Electrochemical Corrosion Behavior and the Related Mechanism of Ti₃SiC₂/Cu Composites in a Strong Acid Environment

Abstract

The electrochemical corrosion behaviors of Ti₃SiC₂/Cu composites in harsh media including dilute HNO₃ and concentrated H₂SO₄ were studied in detail and the related corrosion mechanisms were explored. Under open-circuit potential, the corrosion resistance of Ti₃SiC₂/Cu in dilute HNO₃ was worse than that in concentrated H₂SO₄. In dilute HNO₃, Ti₃SiC₂/Cu exhibited a typical passivation character with a narrow passivation interval. During the corrosion process, the dissolution of Cu-Si compounds resulted in the destruction of the passivation layer on the surface. Additionally, with the increasing of the potentials, the oxidation of Cu and Si atoms led to the generation of the oxide film again on the surface. In concentrated H₂SO₄, the Ti₃SiC₂/Cu composite was covered by a double-layered passivation layer, which was composed of an internal layer of TiO₂ and an external layer of Cu₂O and SiO₂. This was because Cu diffused into the surface and was oxidized into Cu₂O, which formed a denser oxidized film with SiO₂. In addition, it was found that Ti₃SiC₂/Cu has better corrosion resistance in concentrated H₂SO₄.

1. Introduction

Since the preparation of the MAX phase, research on its properties and applications, such as electrical conductivity, thermal conductivity, machinability, bending resistance, superconductivity, and optical property, has continuously emerged [1,2,3]. As an important character of ceramics, the corrosion resistances, including frictional corrosion, hydrothermal corrosion, resistance to strong acid and alkali corrosion, electrochemical corrosion, etc., have been substantially studied [4,5]. It is well known that electrochemical corrosion generally occurs in some circumstances, such as in the atmosphere, sea, acid or alkali solutions, and wastewater. Currently, metals or alloys are used as the structural parts. If corrosion happened, especially under the influence of mechanical action, the property of materials was impaired, and even some catastrophes happened [6,7]. The corrosive behaviors of Ti₃SiC₂ in various acid, alkali and salt solutions have been studied, and it was found that the formation of oxides in its service environment was beneficial for the improvement of its corrosion resistance. However, the effect of the passivation film on the electrochemical corrosion of Ti₃SiC₂ has been less studied [6,8]. Up until now, the corrosive behavior of Ti₃SiC₂ in HCl and H₂SO₄ has been thoroughly investigated. In both acids, under the open potential and high anode potential, Ti atoms were leached out and Si atoms were oxidized in situ, forming a passivation film [9]. Barsoum et al. [10] studied the electrochemical behaviors of some common MAX phases in strong acids and alkali solutions (such as HCl, H₂SO₄, and NaOH) and they found that the corrosion resistance of Ti₃SiC₂ was better than that of pure Ti, which resulted from the formation of the thin passivation film of SiO₂. Ming Zhu et al. [9] investigated the electrochemical behaviors of Ti₃SiC₂ in the 3.5% NaCl solution, and they discovered that it exhibited excellent corrosion resistance. However, the passivation behavior of Ti₃SiC₂ was weaker than Ti, because the special layered structure of Ti₃SiC₂ provided a path for the spread of Si, which resulted in the low passivation efficiency of atoms diffusing to the obstacle layer.

- [Task details]: According to the corrosion study, what makes up the inner and outer layers of the passivation layer on Ti₃SiC₂/Cu in concentrated H₂SO₄? The lines that follow have no part in this exercise.

- [Extracted entries]:
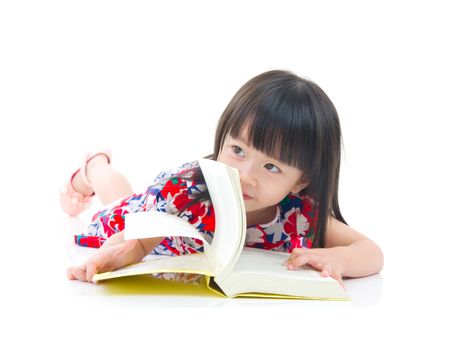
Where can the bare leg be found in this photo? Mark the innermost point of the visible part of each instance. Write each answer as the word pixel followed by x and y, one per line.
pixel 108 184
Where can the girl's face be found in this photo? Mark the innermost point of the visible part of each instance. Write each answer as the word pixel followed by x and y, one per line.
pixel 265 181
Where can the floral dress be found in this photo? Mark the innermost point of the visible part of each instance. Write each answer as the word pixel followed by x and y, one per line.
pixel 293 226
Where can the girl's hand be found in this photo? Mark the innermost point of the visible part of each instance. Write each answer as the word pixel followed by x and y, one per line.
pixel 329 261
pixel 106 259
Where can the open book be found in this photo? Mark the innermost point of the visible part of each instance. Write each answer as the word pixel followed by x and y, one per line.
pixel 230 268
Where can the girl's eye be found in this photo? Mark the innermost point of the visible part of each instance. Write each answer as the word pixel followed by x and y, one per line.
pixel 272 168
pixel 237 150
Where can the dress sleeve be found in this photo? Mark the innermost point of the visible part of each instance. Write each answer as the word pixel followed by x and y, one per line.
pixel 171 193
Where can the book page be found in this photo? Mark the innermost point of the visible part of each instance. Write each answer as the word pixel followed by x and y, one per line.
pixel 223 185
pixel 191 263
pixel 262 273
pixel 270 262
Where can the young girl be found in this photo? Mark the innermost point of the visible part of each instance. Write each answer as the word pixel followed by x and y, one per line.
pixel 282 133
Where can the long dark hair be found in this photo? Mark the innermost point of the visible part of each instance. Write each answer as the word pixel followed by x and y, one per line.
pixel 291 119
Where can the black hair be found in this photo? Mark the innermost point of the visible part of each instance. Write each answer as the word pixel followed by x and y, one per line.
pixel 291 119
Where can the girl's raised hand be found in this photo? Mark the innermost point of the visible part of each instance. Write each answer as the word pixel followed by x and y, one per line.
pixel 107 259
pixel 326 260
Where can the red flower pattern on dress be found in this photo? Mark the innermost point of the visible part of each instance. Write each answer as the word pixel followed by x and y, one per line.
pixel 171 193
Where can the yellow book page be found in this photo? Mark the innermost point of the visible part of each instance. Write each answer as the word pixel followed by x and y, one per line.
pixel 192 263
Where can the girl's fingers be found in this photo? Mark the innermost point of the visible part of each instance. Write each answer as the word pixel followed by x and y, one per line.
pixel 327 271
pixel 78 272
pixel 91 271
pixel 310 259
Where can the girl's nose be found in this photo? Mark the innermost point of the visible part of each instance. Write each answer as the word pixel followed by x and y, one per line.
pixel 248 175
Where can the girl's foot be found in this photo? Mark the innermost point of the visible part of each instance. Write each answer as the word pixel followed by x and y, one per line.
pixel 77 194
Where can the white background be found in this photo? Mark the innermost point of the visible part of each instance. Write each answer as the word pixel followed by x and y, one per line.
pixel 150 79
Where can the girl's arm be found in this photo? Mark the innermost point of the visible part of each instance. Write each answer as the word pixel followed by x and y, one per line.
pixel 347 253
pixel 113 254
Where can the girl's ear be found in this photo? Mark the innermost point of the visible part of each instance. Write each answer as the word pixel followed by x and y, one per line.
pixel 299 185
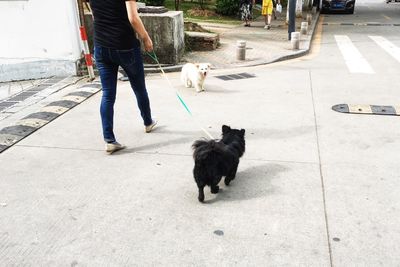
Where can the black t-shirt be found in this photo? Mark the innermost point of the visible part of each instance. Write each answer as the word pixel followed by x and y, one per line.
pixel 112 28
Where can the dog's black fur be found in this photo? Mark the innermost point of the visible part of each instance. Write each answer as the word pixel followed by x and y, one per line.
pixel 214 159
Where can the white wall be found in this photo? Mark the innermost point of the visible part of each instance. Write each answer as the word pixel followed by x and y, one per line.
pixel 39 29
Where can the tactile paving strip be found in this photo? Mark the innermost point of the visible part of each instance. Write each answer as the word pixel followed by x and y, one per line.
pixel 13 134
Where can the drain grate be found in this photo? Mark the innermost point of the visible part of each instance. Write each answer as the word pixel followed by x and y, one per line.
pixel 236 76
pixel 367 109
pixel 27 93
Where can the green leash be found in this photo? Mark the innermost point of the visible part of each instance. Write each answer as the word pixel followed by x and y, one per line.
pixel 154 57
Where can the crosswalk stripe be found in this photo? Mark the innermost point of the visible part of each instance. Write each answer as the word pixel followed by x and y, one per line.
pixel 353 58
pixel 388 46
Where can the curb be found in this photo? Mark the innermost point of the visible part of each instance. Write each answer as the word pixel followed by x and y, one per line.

...

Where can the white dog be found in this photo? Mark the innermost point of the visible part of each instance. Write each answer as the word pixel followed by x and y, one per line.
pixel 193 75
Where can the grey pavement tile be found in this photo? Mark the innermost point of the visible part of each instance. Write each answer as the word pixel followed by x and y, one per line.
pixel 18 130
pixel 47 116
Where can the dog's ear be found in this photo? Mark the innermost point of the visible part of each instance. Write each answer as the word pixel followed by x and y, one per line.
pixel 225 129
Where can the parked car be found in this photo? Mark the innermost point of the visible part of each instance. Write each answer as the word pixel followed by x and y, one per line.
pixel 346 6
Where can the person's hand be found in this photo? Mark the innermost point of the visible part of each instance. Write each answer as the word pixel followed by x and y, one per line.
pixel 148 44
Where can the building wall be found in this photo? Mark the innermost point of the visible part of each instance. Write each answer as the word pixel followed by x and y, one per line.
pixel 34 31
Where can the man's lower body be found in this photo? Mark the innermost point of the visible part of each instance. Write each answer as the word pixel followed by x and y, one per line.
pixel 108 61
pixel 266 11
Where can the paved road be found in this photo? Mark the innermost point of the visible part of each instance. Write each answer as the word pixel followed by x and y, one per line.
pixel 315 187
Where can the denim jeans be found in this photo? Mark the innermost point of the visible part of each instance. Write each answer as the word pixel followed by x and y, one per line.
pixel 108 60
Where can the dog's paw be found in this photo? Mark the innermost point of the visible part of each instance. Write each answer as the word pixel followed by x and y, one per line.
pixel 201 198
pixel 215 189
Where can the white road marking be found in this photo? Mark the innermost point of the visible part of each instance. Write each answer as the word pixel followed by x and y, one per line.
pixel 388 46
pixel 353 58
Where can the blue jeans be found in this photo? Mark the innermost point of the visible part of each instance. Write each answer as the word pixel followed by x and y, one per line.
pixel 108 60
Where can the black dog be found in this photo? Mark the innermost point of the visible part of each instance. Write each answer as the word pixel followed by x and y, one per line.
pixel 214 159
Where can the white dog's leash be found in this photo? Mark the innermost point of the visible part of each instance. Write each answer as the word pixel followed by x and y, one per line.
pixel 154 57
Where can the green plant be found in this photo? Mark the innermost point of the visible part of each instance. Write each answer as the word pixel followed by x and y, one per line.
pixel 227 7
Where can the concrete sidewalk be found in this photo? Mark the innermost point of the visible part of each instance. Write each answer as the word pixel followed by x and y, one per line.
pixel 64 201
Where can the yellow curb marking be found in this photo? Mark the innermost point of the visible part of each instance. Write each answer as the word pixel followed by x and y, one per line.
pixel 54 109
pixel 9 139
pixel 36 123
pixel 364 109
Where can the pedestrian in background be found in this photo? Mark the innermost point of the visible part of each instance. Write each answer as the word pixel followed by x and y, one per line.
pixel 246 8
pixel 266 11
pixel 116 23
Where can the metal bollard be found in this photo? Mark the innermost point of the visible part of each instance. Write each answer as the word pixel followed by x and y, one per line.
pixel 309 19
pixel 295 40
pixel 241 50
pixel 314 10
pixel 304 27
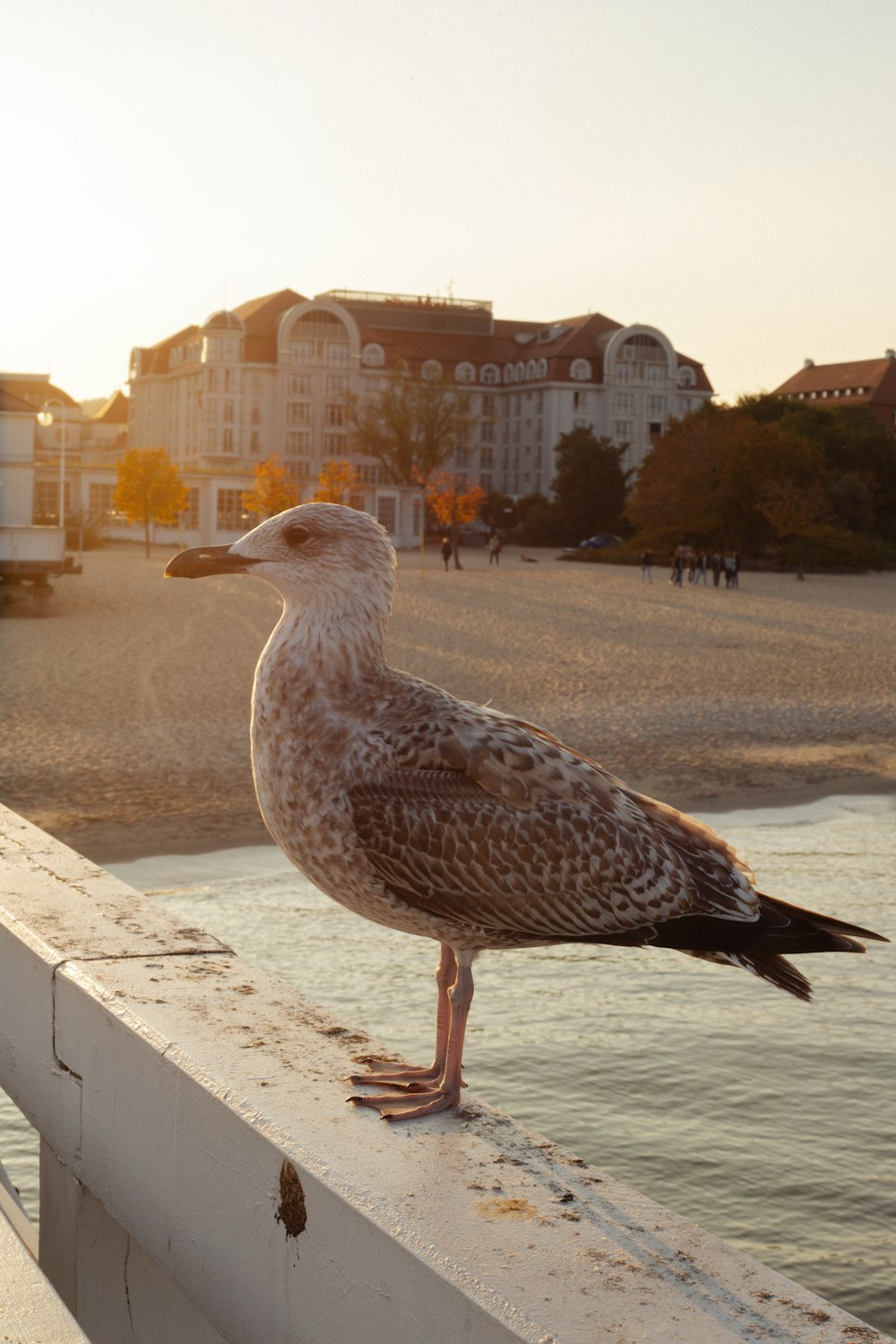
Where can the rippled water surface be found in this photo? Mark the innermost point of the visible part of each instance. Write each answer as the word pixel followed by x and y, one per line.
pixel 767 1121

- [Correct response]: The inner layer is TiO₂, and the outer layer is Cu₂O and SiO₂.